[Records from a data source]
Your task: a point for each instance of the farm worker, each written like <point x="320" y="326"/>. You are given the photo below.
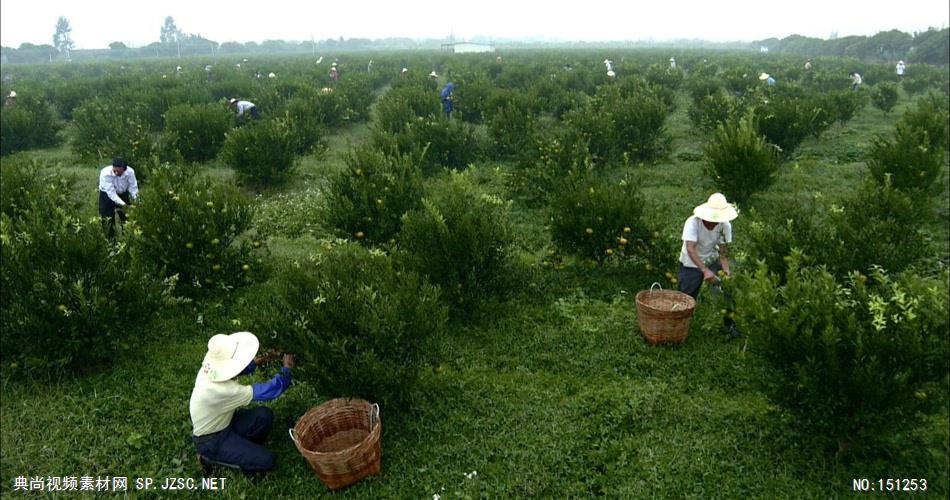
<point x="706" y="236"/>
<point x="225" y="434"/>
<point x="855" y="81"/>
<point x="117" y="189"/>
<point x="245" y="107"/>
<point x="446" y="96"/>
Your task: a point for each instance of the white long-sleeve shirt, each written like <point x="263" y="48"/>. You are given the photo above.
<point x="243" y="106"/>
<point x="112" y="185"/>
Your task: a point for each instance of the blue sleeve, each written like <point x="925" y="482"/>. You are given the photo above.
<point x="273" y="388"/>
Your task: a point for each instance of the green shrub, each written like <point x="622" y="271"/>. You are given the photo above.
<point x="556" y="152"/>
<point x="261" y="152"/>
<point x="511" y="128"/>
<point x="28" y="124"/>
<point x="105" y="129"/>
<point x="404" y="105"/>
<point x="307" y="124"/>
<point x="197" y="131"/>
<point x="741" y="162"/>
<point x="713" y="109"/>
<point x="70" y="301"/>
<point x="910" y="160"/>
<point x="436" y="143"/>
<point x="359" y="327"/>
<point x="884" y="96"/>
<point x="619" y="128"/>
<point x="877" y="226"/>
<point x="599" y="219"/>
<point x="857" y="360"/>
<point x="462" y="241"/>
<point x="931" y="115"/>
<point x="367" y="200"/>
<point x="187" y="226"/>
<point x="786" y="119"/>
<point x="844" y="104"/>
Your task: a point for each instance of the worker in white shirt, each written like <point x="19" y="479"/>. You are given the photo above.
<point x="245" y="107"/>
<point x="117" y="190"/>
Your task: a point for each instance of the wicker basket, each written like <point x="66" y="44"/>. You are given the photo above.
<point x="664" y="315"/>
<point x="340" y="440"/>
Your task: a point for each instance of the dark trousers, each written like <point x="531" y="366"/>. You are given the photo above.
<point x="691" y="282"/>
<point x="108" y="209"/>
<point x="239" y="446"/>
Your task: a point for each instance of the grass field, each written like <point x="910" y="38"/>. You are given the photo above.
<point x="552" y="393"/>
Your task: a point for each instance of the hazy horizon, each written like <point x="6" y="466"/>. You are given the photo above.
<point x="96" y="24"/>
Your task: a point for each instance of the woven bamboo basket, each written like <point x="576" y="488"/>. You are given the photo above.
<point x="340" y="440"/>
<point x="664" y="315"/>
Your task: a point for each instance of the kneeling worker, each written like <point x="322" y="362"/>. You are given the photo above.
<point x="225" y="434"/>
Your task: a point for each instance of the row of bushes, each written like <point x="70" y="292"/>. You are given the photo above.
<point x="186" y="237"/>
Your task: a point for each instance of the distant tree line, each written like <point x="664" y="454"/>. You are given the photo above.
<point x="931" y="46"/>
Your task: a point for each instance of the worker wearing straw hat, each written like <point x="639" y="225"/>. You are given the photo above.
<point x="225" y="434"/>
<point x="706" y="236"/>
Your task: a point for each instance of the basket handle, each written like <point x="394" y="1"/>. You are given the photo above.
<point x="292" y="436"/>
<point x="373" y="416"/>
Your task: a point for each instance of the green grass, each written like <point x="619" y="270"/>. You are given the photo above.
<point x="552" y="393"/>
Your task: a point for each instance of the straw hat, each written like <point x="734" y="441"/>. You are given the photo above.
<point x="229" y="355"/>
<point x="716" y="209"/>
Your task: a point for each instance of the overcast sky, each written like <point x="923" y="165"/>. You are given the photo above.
<point x="97" y="23"/>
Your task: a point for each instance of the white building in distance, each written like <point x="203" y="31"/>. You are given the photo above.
<point x="467" y="47"/>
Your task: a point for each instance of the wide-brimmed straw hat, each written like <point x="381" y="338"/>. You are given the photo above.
<point x="716" y="209"/>
<point x="229" y="355"/>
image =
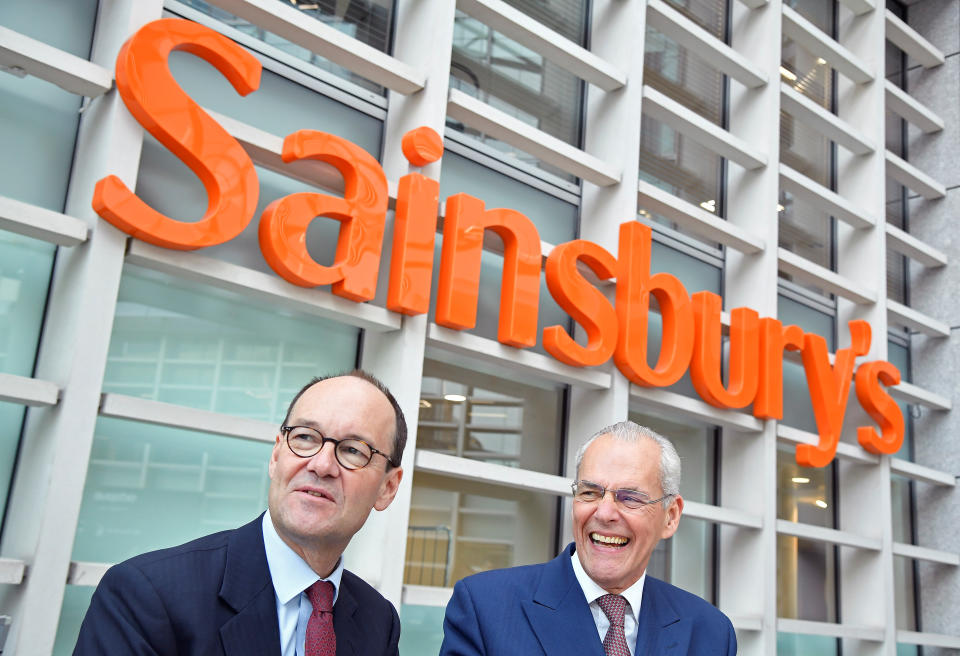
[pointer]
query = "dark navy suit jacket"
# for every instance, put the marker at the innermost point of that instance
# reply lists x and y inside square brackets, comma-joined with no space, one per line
[214,596]
[541,609]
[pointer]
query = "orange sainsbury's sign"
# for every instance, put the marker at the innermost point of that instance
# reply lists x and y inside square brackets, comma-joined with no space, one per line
[691,331]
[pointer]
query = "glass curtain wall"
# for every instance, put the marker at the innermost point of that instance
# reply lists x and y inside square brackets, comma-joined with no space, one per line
[33,112]
[803,229]
[518,81]
[668,159]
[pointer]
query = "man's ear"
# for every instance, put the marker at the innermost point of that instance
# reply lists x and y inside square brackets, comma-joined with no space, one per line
[672,519]
[388,488]
[274,455]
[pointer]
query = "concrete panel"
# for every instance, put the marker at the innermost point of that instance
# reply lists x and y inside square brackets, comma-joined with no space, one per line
[935,222]
[939,22]
[935,363]
[937,154]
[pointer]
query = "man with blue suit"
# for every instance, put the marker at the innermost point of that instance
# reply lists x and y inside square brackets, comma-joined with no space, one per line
[595,598]
[276,585]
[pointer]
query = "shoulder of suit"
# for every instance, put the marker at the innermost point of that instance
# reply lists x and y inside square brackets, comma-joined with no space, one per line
[360,589]
[521,576]
[205,546]
[691,603]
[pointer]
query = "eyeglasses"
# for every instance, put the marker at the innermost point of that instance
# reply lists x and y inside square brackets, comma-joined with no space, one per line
[587,492]
[350,452]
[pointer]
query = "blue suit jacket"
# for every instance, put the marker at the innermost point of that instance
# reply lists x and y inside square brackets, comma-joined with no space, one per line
[214,596]
[541,609]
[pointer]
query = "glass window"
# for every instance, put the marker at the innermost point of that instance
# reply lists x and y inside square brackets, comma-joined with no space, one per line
[687,559]
[474,415]
[806,570]
[668,159]
[25,266]
[198,347]
[556,220]
[369,21]
[422,629]
[458,528]
[795,644]
[150,487]
[518,81]
[798,412]
[279,106]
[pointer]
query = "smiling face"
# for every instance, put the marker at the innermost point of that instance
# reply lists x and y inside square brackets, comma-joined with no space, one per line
[613,543]
[315,504]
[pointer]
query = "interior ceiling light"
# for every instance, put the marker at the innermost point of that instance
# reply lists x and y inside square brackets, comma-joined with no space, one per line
[787,73]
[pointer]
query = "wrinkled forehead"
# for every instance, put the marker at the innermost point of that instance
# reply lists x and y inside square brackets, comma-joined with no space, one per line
[618,463]
[346,403]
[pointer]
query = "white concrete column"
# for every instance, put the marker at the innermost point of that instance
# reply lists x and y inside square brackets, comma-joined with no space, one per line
[397,357]
[612,133]
[866,577]
[748,467]
[52,466]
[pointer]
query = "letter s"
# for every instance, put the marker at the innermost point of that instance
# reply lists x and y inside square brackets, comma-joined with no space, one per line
[169,114]
[880,406]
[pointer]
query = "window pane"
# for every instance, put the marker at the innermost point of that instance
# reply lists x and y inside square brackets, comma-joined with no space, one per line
[794,644]
[150,487]
[280,106]
[555,219]
[806,571]
[799,412]
[473,415]
[195,346]
[25,266]
[804,494]
[516,80]
[422,629]
[369,22]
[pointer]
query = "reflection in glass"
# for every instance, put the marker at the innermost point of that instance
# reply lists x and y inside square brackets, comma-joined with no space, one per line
[806,570]
[368,21]
[458,528]
[195,346]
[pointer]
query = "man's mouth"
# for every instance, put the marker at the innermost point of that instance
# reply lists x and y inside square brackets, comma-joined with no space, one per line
[609,540]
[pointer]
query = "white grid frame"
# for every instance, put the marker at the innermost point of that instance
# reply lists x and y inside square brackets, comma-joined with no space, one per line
[66,387]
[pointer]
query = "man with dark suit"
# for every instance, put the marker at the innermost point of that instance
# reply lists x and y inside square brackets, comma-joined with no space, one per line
[595,598]
[276,585]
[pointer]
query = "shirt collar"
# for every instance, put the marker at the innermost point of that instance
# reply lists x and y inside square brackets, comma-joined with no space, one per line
[290,573]
[592,591]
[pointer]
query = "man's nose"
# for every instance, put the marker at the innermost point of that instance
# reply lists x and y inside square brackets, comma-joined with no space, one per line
[607,506]
[324,462]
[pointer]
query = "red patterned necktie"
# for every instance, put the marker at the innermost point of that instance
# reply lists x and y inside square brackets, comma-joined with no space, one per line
[615,642]
[321,640]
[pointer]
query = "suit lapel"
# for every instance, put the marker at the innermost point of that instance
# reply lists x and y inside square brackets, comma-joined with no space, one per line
[559,614]
[345,625]
[247,589]
[661,631]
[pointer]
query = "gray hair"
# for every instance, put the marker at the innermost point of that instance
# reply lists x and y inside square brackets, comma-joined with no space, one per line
[628,431]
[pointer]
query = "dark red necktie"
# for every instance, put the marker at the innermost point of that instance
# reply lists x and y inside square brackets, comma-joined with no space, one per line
[615,642]
[321,640]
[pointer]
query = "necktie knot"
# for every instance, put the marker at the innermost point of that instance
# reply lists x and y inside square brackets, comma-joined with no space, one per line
[320,595]
[613,607]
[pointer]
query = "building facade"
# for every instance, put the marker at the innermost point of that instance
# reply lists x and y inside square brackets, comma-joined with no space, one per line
[798,158]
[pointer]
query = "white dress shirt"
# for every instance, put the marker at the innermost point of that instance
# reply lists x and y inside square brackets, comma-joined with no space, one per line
[291,577]
[631,614]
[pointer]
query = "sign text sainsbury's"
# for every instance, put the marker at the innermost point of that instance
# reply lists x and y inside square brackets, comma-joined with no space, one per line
[691,331]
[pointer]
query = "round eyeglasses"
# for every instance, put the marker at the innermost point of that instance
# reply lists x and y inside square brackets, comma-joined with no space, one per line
[350,452]
[587,492]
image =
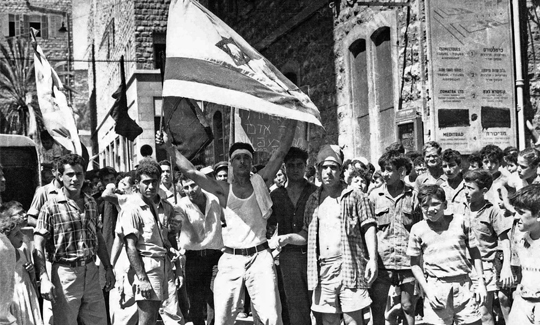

* _YOUR TASK_: Which lines of the data above contain "sainsbury"? Copy each one.

* _YOUR RESPONSE_:
query = "orange sainsbury's sign"
query = "sign text sainsbury's"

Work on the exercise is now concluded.